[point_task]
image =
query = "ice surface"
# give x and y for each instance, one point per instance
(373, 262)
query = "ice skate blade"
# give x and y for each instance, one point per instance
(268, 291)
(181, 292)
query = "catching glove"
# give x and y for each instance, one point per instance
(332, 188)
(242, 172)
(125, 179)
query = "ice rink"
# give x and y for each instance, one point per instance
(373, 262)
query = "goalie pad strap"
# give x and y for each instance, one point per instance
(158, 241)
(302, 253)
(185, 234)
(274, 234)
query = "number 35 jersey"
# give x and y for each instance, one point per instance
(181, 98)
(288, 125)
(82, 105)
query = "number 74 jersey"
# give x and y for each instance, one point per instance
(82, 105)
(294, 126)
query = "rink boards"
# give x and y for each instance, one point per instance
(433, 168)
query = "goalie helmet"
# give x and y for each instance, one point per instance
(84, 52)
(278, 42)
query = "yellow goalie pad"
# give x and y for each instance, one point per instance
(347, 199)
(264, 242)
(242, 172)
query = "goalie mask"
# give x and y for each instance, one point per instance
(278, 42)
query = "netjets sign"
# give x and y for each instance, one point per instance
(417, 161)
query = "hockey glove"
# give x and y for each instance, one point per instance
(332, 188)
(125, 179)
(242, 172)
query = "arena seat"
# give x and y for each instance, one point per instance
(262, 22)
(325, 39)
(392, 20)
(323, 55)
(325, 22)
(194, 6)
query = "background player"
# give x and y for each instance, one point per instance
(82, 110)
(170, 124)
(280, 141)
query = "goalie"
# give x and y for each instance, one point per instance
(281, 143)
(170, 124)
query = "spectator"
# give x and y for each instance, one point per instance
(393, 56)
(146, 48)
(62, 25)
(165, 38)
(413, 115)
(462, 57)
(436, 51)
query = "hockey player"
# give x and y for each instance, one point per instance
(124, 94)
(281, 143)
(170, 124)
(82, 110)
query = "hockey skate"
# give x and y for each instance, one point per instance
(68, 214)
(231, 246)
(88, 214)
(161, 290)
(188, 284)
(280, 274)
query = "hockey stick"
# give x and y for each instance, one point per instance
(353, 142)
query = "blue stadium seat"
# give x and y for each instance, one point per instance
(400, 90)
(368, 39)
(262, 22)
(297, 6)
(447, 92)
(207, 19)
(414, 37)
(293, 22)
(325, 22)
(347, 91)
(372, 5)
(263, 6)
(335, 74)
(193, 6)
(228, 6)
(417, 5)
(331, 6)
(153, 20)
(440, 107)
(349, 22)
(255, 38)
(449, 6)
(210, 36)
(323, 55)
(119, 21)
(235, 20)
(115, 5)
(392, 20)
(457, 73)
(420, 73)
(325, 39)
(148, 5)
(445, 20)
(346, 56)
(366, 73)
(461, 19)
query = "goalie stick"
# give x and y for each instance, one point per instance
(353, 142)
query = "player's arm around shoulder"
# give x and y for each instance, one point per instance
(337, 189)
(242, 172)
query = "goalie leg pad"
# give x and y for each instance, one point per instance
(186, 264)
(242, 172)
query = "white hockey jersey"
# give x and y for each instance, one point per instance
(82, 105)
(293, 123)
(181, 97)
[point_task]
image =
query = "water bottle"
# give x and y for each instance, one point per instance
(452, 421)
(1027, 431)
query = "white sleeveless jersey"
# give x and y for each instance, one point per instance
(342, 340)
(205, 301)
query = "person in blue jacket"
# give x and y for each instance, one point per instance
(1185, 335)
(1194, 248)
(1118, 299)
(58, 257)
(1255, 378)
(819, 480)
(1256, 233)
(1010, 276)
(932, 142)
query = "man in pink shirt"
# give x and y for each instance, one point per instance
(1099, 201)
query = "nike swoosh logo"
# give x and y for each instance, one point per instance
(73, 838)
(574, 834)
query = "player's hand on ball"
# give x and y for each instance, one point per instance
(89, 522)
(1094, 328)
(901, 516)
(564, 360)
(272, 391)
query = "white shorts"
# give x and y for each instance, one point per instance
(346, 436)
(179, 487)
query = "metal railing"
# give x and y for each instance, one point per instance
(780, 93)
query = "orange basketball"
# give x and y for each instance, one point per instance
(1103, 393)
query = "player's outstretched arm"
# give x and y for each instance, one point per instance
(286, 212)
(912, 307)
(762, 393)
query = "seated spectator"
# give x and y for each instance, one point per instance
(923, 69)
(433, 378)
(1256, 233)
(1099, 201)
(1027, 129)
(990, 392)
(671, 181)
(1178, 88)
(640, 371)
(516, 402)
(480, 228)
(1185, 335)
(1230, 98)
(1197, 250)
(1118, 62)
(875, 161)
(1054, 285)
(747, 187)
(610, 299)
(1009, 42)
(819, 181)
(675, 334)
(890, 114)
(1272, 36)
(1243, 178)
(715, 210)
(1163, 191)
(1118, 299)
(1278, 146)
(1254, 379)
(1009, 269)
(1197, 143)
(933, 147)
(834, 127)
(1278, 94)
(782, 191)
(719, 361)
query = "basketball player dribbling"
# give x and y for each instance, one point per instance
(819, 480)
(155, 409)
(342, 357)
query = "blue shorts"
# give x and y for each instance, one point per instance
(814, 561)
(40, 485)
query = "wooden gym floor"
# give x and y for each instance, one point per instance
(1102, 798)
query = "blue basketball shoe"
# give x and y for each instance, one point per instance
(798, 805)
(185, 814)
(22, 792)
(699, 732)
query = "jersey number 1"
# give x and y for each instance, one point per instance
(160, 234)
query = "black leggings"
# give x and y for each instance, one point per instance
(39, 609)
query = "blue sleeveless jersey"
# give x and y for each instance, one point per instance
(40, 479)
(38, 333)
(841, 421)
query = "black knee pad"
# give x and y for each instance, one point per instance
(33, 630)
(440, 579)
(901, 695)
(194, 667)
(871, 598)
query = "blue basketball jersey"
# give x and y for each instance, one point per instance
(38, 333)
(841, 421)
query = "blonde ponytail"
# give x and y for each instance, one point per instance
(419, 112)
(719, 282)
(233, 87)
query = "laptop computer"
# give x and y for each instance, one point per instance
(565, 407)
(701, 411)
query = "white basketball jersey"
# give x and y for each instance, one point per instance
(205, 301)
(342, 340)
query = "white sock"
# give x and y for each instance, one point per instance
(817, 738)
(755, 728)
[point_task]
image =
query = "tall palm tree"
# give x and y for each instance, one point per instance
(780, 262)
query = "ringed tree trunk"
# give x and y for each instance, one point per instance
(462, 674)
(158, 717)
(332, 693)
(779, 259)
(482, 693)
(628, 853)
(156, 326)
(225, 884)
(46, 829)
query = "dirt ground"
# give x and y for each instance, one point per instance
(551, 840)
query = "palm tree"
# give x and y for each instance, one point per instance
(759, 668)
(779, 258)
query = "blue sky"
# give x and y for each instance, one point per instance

• • •

Reproduce the data, keeping every line exactly the same.

[point_task]
image =
query = "ice surface"
# give x and y for each instance, one point per instance
(373, 262)
query = "ice skate blade"
# give x and y for each instance, one point per instance
(268, 291)
(181, 292)
query = "catching glove"
# give x and y for each instance, one point per instance
(332, 188)
(242, 172)
(125, 179)
query = "ice rink"
# give x and y for each instance, one point per instance
(373, 262)
query = "goalie pad strap"
# give x and y for each instance, one point per instance
(158, 241)
(302, 253)
(185, 234)
(274, 234)
query = "number 35 jersey"
# give x and y for each instance, one point per instance
(181, 98)
(288, 125)
(82, 105)
query = "number 74 jersey"
# give x and y for each instance, one point per instance
(82, 105)
(294, 126)
query = "rink boards"
# give x and y for each instance, one point per instance
(433, 168)
query = "goalie helmet"
# give x and y for each instance, one point per instance
(84, 52)
(278, 42)
query = "yellow goalie pad"
# give x and y for each instance, one point per instance
(347, 199)
(264, 242)
(242, 172)
query = "goalie mask"
# give x and y for each instance, one point per instance
(278, 42)
query = "netjets sign"
# give x and y for each instance, one point per instance
(417, 161)
query = "hockey glove"
# give x and y for each instance, one point per instance
(332, 188)
(125, 179)
(242, 172)
query = "arena seat"
# give x and y for each instance, one point per instance
(262, 22)
(325, 39)
(392, 20)
(323, 55)
(325, 22)
(194, 6)
query = "background player"
# give x and y for each instance, one point per instance
(82, 110)
(170, 124)
(280, 141)
query = "goalie"
# give x and y for each instance, one point per instance
(281, 143)
(170, 124)
query = "spectator"
# give x and y for each instance, one point per instance
(393, 56)
(146, 48)
(62, 25)
(165, 38)
(413, 115)
(462, 57)
(436, 51)
query = "hockey player"
# give x and y for each instance, one point per instance
(124, 94)
(281, 143)
(170, 124)
(82, 110)
query = "hockey skate"
# give x and y for each instance, one point per instance
(68, 214)
(231, 246)
(88, 214)
(161, 290)
(188, 284)
(280, 274)
query = "hockey stick"
# give x and y for each instance, one point per instance
(353, 142)
query = "blue stadium seat"
# give x and y for each instance, one point per instance
(400, 90)
(368, 39)
(262, 22)
(297, 6)
(447, 92)
(207, 19)
(414, 37)
(293, 22)
(325, 22)
(347, 91)
(372, 5)
(263, 6)
(335, 74)
(193, 6)
(228, 6)
(417, 5)
(331, 6)
(153, 20)
(440, 107)
(349, 22)
(255, 38)
(449, 6)
(210, 36)
(323, 55)
(119, 21)
(235, 20)
(115, 5)
(392, 20)
(457, 73)
(420, 73)
(325, 39)
(148, 5)
(445, 20)
(346, 56)
(366, 73)
(461, 19)
query = "goalie stick"
# give x and y for each instance, one point per instance
(353, 142)
query = "player's arm around shoulder"
# give x and y for each instance, one point per instance
(337, 189)
(242, 172)
query = "goalie leg pad"
# give x and y for each instance, one point per instance
(186, 264)
(242, 172)
query = "white hockey jersey"
# give x and y for each instance, one point per instance
(82, 105)
(293, 123)
(181, 97)
[point_task]
image =
query = "water bottle"
# give x and y for each instance, one point per instance
(452, 421)
(1027, 431)
query = "white sleeveless jersey"
# give x and y for each instance, one point per instance
(342, 340)
(205, 301)
query = "person in blue jacket"
# give x and y for each instance, one point per instance
(1185, 335)
(1194, 248)
(1118, 299)
(58, 257)
(1255, 378)
(819, 480)
(1256, 233)
(1010, 276)
(932, 142)
query = "man in pink shirt"
# give x and y for each instance, one point per instance
(1099, 201)
query = "nike swoosh logo"
# give x and y for each instance, one point per instance
(73, 838)
(574, 834)
query = "player's hand on ball"
# give x and y for each instance, one point per instance
(89, 522)
(1094, 328)
(901, 516)
(564, 360)
(272, 391)
query = "white shorts"
# give x and y for each instance, one point per instance
(346, 436)
(179, 487)
query = "metal railing"
# give x and y for each instance, one point per instance
(780, 93)
query = "orange basketball"
# give x and y for each instance, one point per instance
(1103, 393)
query = "player's outstretched arm"
# give x and y for each instance, one point per instance
(286, 212)
(912, 307)
(762, 393)
query = "seated spectator"
# give x and y for each instance, one point per instance
(923, 69)
(433, 378)
(1256, 233)
(1099, 201)
(1027, 129)
(990, 392)
(671, 181)
(1178, 88)
(640, 371)
(516, 402)
(480, 228)
(1185, 335)
(1230, 98)
(1197, 250)
(1118, 62)
(875, 161)
(1054, 285)
(747, 187)
(610, 299)
(1009, 42)
(819, 181)
(675, 334)
(890, 114)
(1272, 36)
(1243, 178)
(715, 210)
(1163, 191)
(1118, 299)
(1278, 146)
(1254, 379)
(1009, 269)
(1197, 143)
(933, 147)
(834, 127)
(1278, 94)
(782, 191)
(719, 361)
query = "basketball player dribbling"
# give x and y for each instance, one point per instance
(819, 480)
(155, 409)
(342, 357)
query = "blue shorts"
# give x and y for each instance, one point per instance
(814, 561)
(40, 485)
query = "wooden gym floor"
# give x and y for each instance, one point per instance
(1102, 798)
query = "blue basketball shoe"
# give x and y for each instance, one point per instance
(798, 805)
(185, 814)
(22, 792)
(699, 732)
query = "jersey number 1"
# give x and y for each instance, one point per instance
(160, 234)
query = "black leggings"
# give x and y for each instance, one point per instance
(39, 609)
query = "blue sleeveless jersey"
# give x and y for each instance, one point per instance
(40, 479)
(38, 333)
(841, 421)
query = "black knee pad"
# give x and y for each instance, one point per instance
(33, 630)
(440, 579)
(901, 695)
(194, 667)
(871, 598)
query = "blue basketball jersey"
# give x and y for each instance, one point per instance
(38, 333)
(841, 421)
query = "blonde ponytail"
# give x and y for each instance, one point per instance
(419, 112)
(719, 282)
(233, 87)
query = "laptop computer"
# give x and y for each instance, one point per instance
(565, 407)
(701, 411)
query = "white basketball jersey"
# give x and y for each instance, one point per instance
(205, 301)
(342, 340)
query = "white sock"
# give x and y for each instance, one point per instance
(817, 738)
(755, 728)
[point_task]
image =
query = "tall palm tree"
# give x and y for each instance, one point per instance
(780, 262)
query = "ringed tree trunk"
# give x and y for each instance, one point per instance
(462, 674)
(158, 717)
(332, 693)
(779, 259)
(482, 693)
(628, 853)
(156, 326)
(225, 884)
(46, 829)
query = "dirt ground"
# give x and y for each instance, one point per instance
(551, 840)
query = "palm tree"
# give x and y for each instance, one point per instance
(759, 668)
(779, 258)
query = "blue sky"
# give x and y for each instance, one point per instance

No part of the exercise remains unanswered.